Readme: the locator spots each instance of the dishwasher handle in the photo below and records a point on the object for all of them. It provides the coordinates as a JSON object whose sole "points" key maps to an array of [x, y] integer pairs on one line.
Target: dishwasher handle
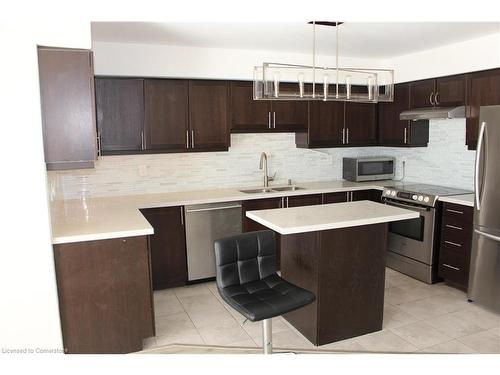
{"points": [[213, 208]]}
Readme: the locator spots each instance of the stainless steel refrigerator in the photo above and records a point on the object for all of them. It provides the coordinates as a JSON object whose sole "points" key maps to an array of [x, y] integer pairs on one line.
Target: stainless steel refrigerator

------------------------------------------------

Lines holding the word "records" should be counted across the entries; state only how many there are.

■ Answer for this exercise
2